(Exercises to complete)
[A] In the opinion piece on the Turnbull Government's political ugliness, how much compensation was given to asylum seekers imprisoned offshore?
[B] Write the next part of the opinion piece on the Turnbull Government's political ugliness, picking up after its final sentence.

(Selected extract)
TONY SMITH. The political ugliness we cannot hide

Half a century ago in The Australian Ugliness Robin Boyd reminded us what  happens when architectural planners embrace utilitarianism and abandon aesthetics. During the days of the Howard Coalition Government, examining the invasion of Iraq and policy on asylum seekers, moral philosopher Raimond Gaita reminded us what happens when decision-makers abandon ethical considerations. Under the Turnbull Government, mendacity, hypocrisy and arrogance are producing an observable ugliness in its spokespersons. The great fear is that this ugliness is reflecting our own grotesque faces back to us.

Six months ago, it became obvious that Australia has a nasty government. Its pursuit of Centrelink clients lacked compassion, understanding or honesty. The government’s conduct remains arrogant, aggressive and bullying. It honed its techniques of demonization, secrecy and refusal of accountability in refugee policy. The decision to give $90m. compensation to asylum seekers imprisoned offshore will hide from us the truth about how badly asylum seekers have been treated in our name. That is a very expensive way for a government to avoid responsibility. It is shameful considering that democratic governments must be responsible for their actions and should be proud of the transparency surrounding their actions.

Linked to the government’s paranoia about asylum seekers is the latest silliness about citizenship. Among many hypocritical requirements, there is apparently to be a pledge of respect for the law. Given the way that three Coalition MPs have brought themselves to the attention of the Victorian bench by making criticisms of sentencing which border on contempt, the government is creating a poor example. Unfortunately, disrespect for courts and tribunals is standard behaviour in the Turnbull Government. The mendacity is evident also in the ways that ministers continue to express support for multiculturalism but seek to enforce the exclusive use of English language.

(Given information)

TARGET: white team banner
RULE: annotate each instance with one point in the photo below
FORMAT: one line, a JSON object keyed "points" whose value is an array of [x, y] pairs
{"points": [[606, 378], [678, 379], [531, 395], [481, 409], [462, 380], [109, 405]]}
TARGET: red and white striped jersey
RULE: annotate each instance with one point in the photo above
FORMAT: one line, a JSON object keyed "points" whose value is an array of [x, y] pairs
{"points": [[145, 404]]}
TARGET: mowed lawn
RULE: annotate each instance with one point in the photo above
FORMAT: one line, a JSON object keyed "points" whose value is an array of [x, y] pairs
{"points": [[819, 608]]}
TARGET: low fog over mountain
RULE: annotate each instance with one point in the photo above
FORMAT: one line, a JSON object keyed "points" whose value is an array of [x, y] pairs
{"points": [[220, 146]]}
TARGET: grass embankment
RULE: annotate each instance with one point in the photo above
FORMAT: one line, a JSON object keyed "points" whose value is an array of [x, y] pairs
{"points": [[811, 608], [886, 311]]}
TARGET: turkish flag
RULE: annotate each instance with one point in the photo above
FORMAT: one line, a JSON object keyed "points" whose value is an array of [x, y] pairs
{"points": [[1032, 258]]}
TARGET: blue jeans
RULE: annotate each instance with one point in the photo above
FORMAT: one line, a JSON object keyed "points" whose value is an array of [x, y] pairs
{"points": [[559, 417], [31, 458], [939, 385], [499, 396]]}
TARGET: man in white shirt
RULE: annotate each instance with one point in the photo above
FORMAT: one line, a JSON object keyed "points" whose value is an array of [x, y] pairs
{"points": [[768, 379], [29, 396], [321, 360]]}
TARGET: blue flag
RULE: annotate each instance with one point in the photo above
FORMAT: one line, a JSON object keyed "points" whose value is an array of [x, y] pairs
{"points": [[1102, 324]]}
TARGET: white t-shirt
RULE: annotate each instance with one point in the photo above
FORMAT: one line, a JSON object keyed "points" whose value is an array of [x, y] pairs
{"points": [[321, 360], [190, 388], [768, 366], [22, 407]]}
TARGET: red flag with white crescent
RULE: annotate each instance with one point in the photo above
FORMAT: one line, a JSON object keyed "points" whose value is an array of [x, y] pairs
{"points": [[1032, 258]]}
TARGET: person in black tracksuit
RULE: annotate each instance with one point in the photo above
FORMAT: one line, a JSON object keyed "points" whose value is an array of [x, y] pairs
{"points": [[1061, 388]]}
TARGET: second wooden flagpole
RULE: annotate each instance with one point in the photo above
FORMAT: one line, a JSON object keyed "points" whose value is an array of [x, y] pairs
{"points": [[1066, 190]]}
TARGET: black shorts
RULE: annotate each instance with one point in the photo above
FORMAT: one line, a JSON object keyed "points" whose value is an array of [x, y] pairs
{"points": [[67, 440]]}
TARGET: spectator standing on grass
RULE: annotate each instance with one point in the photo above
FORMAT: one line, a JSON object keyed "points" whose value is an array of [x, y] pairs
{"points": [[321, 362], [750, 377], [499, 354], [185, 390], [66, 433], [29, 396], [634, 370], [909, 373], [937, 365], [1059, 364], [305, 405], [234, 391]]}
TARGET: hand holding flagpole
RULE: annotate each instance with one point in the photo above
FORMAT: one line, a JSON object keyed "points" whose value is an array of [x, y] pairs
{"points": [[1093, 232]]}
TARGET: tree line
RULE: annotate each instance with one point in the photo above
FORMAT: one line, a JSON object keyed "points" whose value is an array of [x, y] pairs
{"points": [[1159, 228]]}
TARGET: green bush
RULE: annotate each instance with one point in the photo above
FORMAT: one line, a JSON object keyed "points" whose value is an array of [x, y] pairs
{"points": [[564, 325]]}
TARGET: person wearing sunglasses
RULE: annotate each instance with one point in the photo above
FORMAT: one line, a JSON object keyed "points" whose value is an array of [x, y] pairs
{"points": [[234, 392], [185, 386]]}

(Exercise results)
[A] $90m.

[B]
On climate change there was cause for alarm and drastic action a decade ago. Environmental concerns featured in the Coalition’s 2007 election defeat but since the Coalition regained power in 2013 after frustrating Labor’s attempts to deal with global warming, alarm is turning to despair. Bipartisan support for the Adani mine suggests that obfuscation, stonewalling and lies are now normal politics. At a time when the earth needs healing, decisions by governments of all levels to support this strip mine smacks of criminal neglect.

Meanwhile, there have been outrages about lucrative lobbying jobs going to ex-politicians, ministers, MPs and staffers. Insiders argue that the problem is not endemic but that just a few rotten apples spoil the barrel. What ex-pollies want to do is up to them but the concern such jobs raise is not fear for future decisions. Rather, the jobs suggest that while in positions of power – and public trust – these politicians made decisions in favour of the firms now offering them positions. In other words they had a wink from these rich and powerful corporations that their consideration would be rewarded later.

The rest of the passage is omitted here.